─── EXTRACTED DATA

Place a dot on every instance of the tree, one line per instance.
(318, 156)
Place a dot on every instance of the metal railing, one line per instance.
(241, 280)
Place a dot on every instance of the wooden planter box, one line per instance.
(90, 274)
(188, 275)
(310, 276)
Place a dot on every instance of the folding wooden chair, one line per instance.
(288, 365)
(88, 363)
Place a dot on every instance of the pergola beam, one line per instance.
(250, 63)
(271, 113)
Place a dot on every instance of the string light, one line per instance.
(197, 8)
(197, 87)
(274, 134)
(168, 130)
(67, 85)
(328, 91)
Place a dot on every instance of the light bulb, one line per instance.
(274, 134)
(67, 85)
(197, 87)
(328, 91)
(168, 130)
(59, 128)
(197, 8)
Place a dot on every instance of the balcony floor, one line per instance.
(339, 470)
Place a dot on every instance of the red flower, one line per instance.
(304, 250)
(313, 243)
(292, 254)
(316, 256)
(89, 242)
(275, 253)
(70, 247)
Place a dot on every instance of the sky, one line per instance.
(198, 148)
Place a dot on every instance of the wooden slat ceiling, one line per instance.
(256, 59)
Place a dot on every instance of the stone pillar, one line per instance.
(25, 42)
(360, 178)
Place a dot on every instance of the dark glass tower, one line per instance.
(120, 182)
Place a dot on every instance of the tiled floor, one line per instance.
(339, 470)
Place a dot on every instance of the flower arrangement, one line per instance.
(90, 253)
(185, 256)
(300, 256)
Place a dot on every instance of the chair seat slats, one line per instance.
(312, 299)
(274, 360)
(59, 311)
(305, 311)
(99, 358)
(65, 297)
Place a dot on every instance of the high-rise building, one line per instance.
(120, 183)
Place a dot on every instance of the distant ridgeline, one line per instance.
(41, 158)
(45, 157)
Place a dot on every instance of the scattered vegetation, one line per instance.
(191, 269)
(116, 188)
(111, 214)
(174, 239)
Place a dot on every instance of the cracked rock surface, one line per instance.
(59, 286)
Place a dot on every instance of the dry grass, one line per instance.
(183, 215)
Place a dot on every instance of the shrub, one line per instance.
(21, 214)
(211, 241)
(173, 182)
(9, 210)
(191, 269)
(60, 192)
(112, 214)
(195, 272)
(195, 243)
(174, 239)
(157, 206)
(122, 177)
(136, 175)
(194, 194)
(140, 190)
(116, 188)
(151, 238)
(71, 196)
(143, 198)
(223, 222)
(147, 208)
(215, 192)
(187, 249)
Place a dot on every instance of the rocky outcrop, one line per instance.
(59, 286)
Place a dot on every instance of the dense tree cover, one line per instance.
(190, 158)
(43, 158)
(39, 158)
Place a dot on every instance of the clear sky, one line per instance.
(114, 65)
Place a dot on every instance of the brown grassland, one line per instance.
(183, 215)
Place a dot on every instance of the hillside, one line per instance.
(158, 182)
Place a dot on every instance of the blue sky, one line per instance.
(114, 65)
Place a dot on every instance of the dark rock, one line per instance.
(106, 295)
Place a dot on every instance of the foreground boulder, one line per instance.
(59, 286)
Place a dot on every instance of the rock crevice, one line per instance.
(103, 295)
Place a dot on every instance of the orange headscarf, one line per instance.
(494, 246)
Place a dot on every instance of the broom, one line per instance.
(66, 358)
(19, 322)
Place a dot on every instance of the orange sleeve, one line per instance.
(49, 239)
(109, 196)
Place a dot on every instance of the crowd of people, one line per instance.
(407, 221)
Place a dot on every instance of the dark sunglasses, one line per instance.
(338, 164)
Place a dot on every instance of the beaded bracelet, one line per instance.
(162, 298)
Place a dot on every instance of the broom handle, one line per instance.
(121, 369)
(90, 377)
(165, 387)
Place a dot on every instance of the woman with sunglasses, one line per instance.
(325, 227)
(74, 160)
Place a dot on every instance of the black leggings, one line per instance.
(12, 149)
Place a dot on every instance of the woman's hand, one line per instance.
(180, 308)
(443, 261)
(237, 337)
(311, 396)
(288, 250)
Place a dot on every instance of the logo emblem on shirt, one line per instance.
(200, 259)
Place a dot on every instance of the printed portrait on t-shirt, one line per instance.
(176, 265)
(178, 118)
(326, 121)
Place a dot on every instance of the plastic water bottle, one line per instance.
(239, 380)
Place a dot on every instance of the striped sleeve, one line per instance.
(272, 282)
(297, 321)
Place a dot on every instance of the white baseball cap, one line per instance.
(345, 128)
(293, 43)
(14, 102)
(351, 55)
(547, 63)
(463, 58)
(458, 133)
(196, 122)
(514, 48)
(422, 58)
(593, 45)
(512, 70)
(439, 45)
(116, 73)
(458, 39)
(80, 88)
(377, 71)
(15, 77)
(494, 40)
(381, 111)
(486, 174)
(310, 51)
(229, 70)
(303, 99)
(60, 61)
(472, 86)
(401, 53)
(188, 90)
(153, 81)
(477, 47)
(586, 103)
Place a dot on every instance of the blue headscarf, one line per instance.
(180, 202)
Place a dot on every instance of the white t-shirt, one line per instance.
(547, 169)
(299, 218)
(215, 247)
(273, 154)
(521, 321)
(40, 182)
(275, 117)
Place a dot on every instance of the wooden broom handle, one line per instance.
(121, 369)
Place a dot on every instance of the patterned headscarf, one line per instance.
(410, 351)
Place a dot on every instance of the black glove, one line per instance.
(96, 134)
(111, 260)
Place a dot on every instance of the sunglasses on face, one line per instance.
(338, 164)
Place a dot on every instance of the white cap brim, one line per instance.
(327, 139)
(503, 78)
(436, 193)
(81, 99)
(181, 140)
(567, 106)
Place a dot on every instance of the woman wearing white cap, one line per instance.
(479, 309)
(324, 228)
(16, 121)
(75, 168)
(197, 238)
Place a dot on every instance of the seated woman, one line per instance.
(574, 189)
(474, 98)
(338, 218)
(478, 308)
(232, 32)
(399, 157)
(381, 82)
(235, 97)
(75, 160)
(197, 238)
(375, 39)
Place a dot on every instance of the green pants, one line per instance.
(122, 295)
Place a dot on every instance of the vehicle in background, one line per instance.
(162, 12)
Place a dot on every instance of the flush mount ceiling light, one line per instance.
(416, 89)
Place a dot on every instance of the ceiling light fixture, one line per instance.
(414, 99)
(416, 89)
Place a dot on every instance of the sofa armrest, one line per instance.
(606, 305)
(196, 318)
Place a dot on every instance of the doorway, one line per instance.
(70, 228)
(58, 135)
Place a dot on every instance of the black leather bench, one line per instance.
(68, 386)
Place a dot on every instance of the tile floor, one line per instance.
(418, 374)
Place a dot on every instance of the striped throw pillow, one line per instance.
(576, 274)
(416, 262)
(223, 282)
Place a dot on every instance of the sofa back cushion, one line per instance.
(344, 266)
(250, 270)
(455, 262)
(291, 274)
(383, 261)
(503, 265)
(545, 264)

──────

REQUIRED TASK: Reproduce the part of the listing above that opens with the line containing "Place a dot on every instance of the black glove, one" and runs through the end of the listing, swapping "sofa" for "couch" and leaving everything else unchanged.

EXERCISE RESPONSE:
Place a dot on every instance of the black glove, one line per instance.
(96, 134)
(111, 260)
Place a dot on every instance of the sunglasses on face, one line per instance.
(338, 164)
Place a dot on every instance of the white cap brim, one line per instance.
(327, 139)
(503, 78)
(436, 193)
(81, 99)
(181, 140)
(567, 106)
Place a dot on every instance of the woman wearing white cap, one line per instance.
(479, 309)
(324, 228)
(16, 121)
(75, 168)
(197, 238)
Place a dot on every instance of the seated woman, one line per instance.
(574, 189)
(474, 98)
(338, 218)
(478, 308)
(232, 32)
(399, 157)
(381, 82)
(235, 97)
(75, 160)
(197, 238)
(375, 39)
Place a dot on every instance of the green pants, one line per instance.
(122, 295)
Place a dot on every instance of the vehicle in background, one line per instance.
(162, 12)
Place a dot on every instance of the flush mount ceiling light, one line per instance.
(416, 89)
Place a dot on every instance of the ceiling light fixture, one line per instance.
(414, 99)
(416, 89)
Place a dot on every instance of the couch armrest, one line per instance.
(606, 305)
(196, 318)
Place a dot on every instance of the doorway, one line per instance.
(70, 228)
(58, 135)
Place a dot on every instance of the black leather bench, one line per instance.
(68, 386)
Place a dot on every instance of the tile floor, one line per instance.
(418, 374)
Place a dot on every instance of the striped throw pillow, one line per instance.
(576, 274)
(416, 262)
(223, 282)
Place a dot on every instance of the couch back cushion, one line per instance.
(344, 266)
(250, 270)
(455, 262)
(291, 274)
(383, 261)
(503, 265)
(545, 264)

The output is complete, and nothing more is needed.